* PASSAGE TO READ:
..............................
I am honored to have received an AQ rating from the National Rifle Association. An AQ rating as explained on the NRA website means the following:

“A pro-gun candidate whose rating is based solely on the candidate’s responses to the NRA-PVF Candidate Questionnaire and who does not have a voting record on Second Amendment issues.”

I look forward to the opportunity to prove my commitment to our 2nd Amendment rights with my vote in the United States Congress.

The highest grade a candidate can receive from the NRA is an A+. It will be my personal goal to be “a legislator with not only an excellent voting record on all critical NRA issues, but who has also made a vigorous effort to promote and defend the Second Amendment.”

My message to Ms. Sivarajah is simple. Talk is cheap. Anyone can fill in the right answers on a questionnaire. Here’s what matters:

U.S. House of Representatives District 6 Republican Primary

Tom Emmer (R) Grade: A
Status: Candidate

Rhonda Sivarajah (R) Grade: AQ
Status: Candidate

It’s nice that Ms. Sivarajah got a nice grade but the NRA endorsed Tom Emmer. Here’s what the grades mean:

A: Solidly pro-gun candidate. A candidate who has supported NRA positions on key votes in elective office or a candidate with a demonstrated record of support on Second Amendment issues.

AQ A pro-gun candidate whose rating is based solely on the candidate’s responses to the NRA-PVF Candidate Questionnaire and who does not have a voting record on Second Amendment issues.

In the Sixth District, we insist that our candidates walk the walk on the Second Amendment. Just talking the talk isn’t good enough. Tom Emmer’s consistently walked the walk. Thus far, Rhonda Sivarajah has only talked the talk.
..............................
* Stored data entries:
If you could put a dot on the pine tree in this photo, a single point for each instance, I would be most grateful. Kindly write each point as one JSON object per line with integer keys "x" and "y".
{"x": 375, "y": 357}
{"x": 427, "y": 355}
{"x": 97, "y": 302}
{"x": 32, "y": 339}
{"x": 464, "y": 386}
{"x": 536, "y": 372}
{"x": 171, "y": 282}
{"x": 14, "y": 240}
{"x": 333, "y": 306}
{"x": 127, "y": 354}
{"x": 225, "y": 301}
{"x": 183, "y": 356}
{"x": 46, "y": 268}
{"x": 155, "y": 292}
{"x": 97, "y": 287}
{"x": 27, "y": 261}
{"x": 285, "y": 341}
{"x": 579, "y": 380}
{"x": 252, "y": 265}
..............................
* PROBLEM DESCRIPTION: Copy out the part of the passage on NRA ratings from "My message to" to "support on Second Amendment issues.".

* TASK ANSWER:
My message to Ms. Sivarajah is simple. Talk is cheap. Anyone can fill in the right answers on a questionnaire. Here’s what matters:

U.S. House of Representatives District 6 Republican Primary

Tom Emmer (R) Grade: A
Status: Candidate

Rhonda Sivarajah (R) Grade: AQ
Status: Candidate

It’s nice that Ms. Sivarajah got a nice grade but the NRA endorsed Tom Emmer. Here’s what the grades mean:

A: Solidly pro-gun candidate. A candidate who has supported NRA positions on key votes in elective office or a candidate with a demonstrated record of support on Second Amendment issues.